— start of Dataset records —

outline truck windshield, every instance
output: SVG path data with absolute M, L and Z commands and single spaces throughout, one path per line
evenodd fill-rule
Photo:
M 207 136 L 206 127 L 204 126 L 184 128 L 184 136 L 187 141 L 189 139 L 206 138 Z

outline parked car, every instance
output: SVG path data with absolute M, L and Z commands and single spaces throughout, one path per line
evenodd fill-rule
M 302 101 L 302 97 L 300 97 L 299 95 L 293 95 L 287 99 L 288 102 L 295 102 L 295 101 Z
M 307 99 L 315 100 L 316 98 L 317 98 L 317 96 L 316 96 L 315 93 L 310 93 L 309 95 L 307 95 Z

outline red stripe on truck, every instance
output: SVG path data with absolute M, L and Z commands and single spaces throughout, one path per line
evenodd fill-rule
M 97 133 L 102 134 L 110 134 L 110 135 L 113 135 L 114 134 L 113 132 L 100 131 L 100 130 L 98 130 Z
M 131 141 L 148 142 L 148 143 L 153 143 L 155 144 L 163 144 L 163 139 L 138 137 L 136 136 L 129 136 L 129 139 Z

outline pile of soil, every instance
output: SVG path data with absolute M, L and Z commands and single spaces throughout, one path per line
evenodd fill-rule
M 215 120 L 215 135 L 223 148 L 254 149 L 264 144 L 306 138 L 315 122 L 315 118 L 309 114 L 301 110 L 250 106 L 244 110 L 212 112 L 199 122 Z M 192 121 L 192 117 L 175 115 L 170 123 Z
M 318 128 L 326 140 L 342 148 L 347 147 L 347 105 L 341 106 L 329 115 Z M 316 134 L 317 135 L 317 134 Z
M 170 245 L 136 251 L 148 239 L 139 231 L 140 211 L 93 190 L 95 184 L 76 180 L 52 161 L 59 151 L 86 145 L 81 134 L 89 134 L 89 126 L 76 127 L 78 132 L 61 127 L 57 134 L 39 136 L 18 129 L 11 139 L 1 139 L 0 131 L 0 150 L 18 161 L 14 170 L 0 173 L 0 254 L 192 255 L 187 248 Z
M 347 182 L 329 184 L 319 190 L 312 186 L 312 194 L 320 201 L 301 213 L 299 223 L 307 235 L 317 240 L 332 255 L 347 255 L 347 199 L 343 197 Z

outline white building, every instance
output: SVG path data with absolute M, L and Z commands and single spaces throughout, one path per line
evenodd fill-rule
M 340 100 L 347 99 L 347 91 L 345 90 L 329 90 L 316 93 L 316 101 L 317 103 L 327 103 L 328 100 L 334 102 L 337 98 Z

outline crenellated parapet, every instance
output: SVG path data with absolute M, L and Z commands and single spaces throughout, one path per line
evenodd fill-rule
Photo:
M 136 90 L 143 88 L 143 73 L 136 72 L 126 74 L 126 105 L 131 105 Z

— end of Dataset records —

- **Exercise requirements**: Move every coordinate in the path answers by adding 95 to it, then write out again all lines between the one holding "outline pile of soil, every instance" and the end of the listing, inclusive, with the requests kept in.

- **Result**:
outline pile of soil, every instance
output: SVG path data with absolute M, L and Z commands and single spaces throughout, one path per line
evenodd fill-rule
M 310 215 L 310 230 L 318 243 L 349 244 L 359 239 L 401 233 L 410 217 L 410 213 L 404 209 L 396 205 L 345 201 L 339 205 L 307 207 L 294 217 Z M 287 216 L 287 212 L 270 210 L 265 218 Z
M 413 223 L 421 235 L 437 243 L 442 242 L 442 200 L 436 201 L 424 210 Z M 411 229 L 412 230 L 412 229 Z
M 265 340 L 231 346 L 243 334 L 234 326 L 235 306 L 188 285 L 190 279 L 171 275 L 147 256 L 154 246 L 181 240 L 176 229 L 184 229 L 184 221 L 171 222 L 173 227 L 156 222 L 152 229 L 134 231 L 113 224 L 106 234 L 96 234 L 95 226 L 95 245 L 113 256 L 109 265 L 95 268 L 95 349 L 287 350 L 282 343 Z
M 442 277 L 424 279 L 414 285 L 407 281 L 407 289 L 415 296 L 396 308 L 394 318 L 402 330 L 412 335 L 427 350 L 442 350 L 442 294 L 438 292 Z

outline white building, every instance
output: SVG path data with absolute M, L and Z commands and single spaces throughout, one path per line
evenodd fill-rule
M 435 195 L 442 194 L 442 186 L 440 185 L 424 185 L 411 188 L 411 196 L 412 198 L 422 198 L 423 195 L 429 197 L 432 193 Z

outline crenellated parapet, every instance
output: SVG path data with absolute M, L and Z commands and single spaces throughout, one path per line
evenodd fill-rule
Photo:
M 231 185 L 238 183 L 238 168 L 231 167 L 221 169 L 221 200 L 226 200 Z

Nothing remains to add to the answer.